> ASSIGNED TASK
In the records below, find each line with the word "window" and copy it.

> RECORDS FOR PROCESSING
== Segment start ==

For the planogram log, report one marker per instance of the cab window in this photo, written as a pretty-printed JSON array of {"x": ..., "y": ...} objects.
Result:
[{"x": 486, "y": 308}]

== Segment end ==
== Segment start ==

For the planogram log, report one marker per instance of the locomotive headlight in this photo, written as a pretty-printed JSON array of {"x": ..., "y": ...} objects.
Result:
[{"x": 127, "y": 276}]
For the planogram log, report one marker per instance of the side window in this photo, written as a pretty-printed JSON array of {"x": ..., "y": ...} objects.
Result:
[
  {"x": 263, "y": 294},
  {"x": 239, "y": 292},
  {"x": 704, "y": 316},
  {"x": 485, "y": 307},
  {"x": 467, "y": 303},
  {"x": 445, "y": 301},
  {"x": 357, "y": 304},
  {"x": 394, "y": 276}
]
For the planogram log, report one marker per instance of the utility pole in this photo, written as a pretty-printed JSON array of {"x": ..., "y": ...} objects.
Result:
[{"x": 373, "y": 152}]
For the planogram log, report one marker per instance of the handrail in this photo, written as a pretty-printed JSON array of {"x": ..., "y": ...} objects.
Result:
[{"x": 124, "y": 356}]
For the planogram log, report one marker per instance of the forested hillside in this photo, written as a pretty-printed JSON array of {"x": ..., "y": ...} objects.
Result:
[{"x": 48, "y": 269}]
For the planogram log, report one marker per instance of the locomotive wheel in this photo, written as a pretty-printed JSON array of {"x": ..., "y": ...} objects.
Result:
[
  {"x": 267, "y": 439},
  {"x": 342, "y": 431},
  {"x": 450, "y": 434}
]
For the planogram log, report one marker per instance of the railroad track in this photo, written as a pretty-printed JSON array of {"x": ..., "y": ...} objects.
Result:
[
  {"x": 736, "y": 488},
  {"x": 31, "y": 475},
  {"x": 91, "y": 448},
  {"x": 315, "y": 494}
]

== Segment end ==

> ANSWER BOX
For the planogram log, report one marker per instance of the cab window in this photo, written as a pretty-printed JSON array of {"x": ..., "y": ...} objects.
For the planogram log, report one marker per instance of the side window in this photo, written as a pretty-printed JSON array of {"x": ..., "y": ...} objects.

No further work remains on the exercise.